--- start Data excerpts ---
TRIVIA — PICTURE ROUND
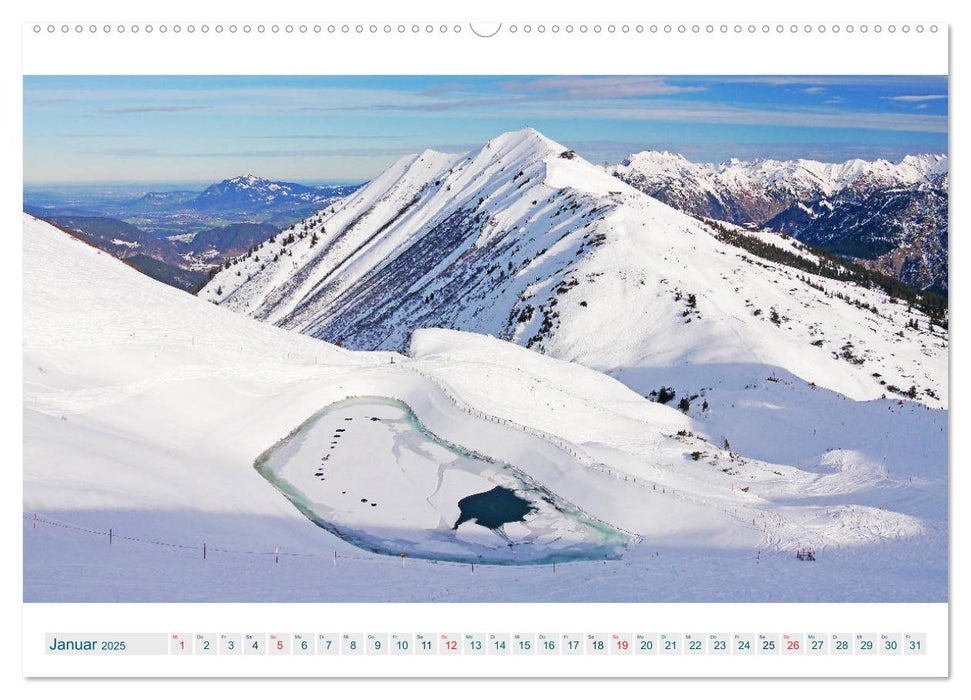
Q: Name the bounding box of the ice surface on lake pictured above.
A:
[256,397,628,564]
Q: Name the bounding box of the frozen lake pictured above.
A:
[255,397,629,564]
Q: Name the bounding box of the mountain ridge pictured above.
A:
[200,129,946,405]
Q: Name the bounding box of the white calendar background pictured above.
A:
[24,603,948,677]
[5,3,964,696]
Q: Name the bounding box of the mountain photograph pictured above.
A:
[23,76,950,603]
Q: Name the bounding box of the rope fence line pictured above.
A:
[23,512,787,575]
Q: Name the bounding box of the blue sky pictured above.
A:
[24,76,948,184]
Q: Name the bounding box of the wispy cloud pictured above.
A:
[884,95,947,102]
[98,105,212,114]
[568,103,947,133]
[499,76,707,99]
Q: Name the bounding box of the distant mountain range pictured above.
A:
[24,175,360,237]
[24,175,359,293]
[199,129,947,405]
[608,151,948,293]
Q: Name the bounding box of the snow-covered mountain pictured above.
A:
[187,175,355,212]
[23,215,947,602]
[608,151,948,291]
[200,129,947,406]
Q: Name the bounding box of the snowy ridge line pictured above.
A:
[408,365,796,554]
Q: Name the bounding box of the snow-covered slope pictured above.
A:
[200,129,947,406]
[23,217,947,601]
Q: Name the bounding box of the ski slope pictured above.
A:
[23,198,947,601]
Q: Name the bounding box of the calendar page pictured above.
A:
[21,4,950,678]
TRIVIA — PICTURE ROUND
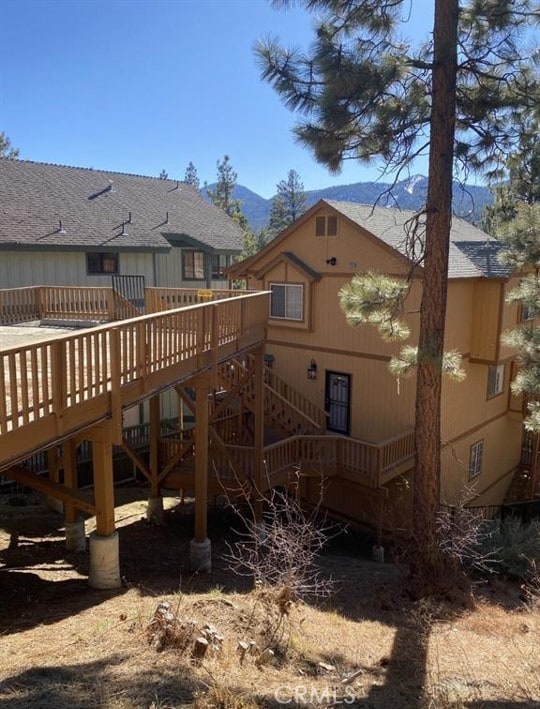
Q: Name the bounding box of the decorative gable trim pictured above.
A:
[254,251,321,283]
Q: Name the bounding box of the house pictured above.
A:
[0,158,243,432]
[0,158,243,288]
[229,200,527,518]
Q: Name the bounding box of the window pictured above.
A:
[488,364,504,399]
[182,251,204,281]
[86,252,119,275]
[270,283,304,320]
[212,254,230,281]
[519,303,534,322]
[469,440,484,480]
[315,217,337,236]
--- end Data excerpts ---
The exercise:
Please return every line of the listing above as a JSON list of strings, one string per line, with blank lines left out. Leave the images themselves out of your answer.

Complete output:
[
  "TRIVIA — PICTURE ROUND",
  "Q: Name the bounding box of the ice surface on lake pictured above.",
  "A:",
  "[256,397,628,564]",
  "Q: Name the bounding box of the frozen lake pictured above.",
  "A:",
  "[255,397,629,564]",
  "Q: Name the bounding box of the mountain ridge pictured above.",
  "A:",
  "[200,129,946,405]",
  "Q: Name the bounding box of the white calendar background pictured above.",
  "A:",
  "[24,603,948,677]",
  "[5,3,964,696]",
  "Q: Name the bounding box of the mountain photograph pictured above.",
  "A:",
  "[23,76,950,603]",
  "Q: Name the bounding box of the rope fence line pictured above.",
  "A:",
  "[23,512,787,575]",
  "Q: Name the bounding box of the blue sky pictured above.",
  "A:",
  "[24,76,948,184]",
  "Q: Name the bounding box of the wispy cloud pictured above.",
  "A:",
  "[884,95,947,102]",
  "[98,105,212,114]",
  "[568,103,947,133]",
  "[499,76,707,99]",
  "Q: Name the bounding box of the distant mountain range pictured above.",
  "A:",
  "[24,175,360,237]",
  "[24,175,359,293]",
  "[199,129,947,405]",
  "[608,151,948,293]",
  "Q: Name the bounding box of the snow-covered mountain pictured above.",
  "A:",
  "[187,175,355,212]",
  "[23,215,947,602]",
  "[608,151,948,291]",
  "[200,129,947,406]",
  "Q: Name the bounding box of the snowy ridge line pictured above.",
  "A:",
  "[408,365,796,554]",
  "Q: Name the bounding box of the snow-covered slope pictured above.",
  "A:",
  "[200,129,947,406]",
  "[23,217,947,601]",
  "Q: Name the bounding box of the ski slope pictured above.",
  "A:",
  "[23,198,947,601]",
  "Q: Name the bounding box of the calendar page pictured above.",
  "A:",
  "[21,4,950,678]",
  "TRIVIA — PICTURE ROUND",
  "Q: Name the bounding box of the decorative gable trim pictured above.",
  "A:",
  "[254,251,321,283]",
  "Q: Name the bounding box of the house pictured above.",
  "A:",
  "[0,158,243,432]",
  "[0,158,243,288]",
  "[229,200,527,518]",
  "Q: Name the bounding box of the window pictured above.",
  "A:",
  "[488,364,504,399]",
  "[182,251,204,281]",
  "[86,252,119,275]",
  "[270,283,304,320]",
  "[212,254,230,281]",
  "[519,303,534,322]",
  "[469,440,484,480]",
  "[315,217,337,236]"
]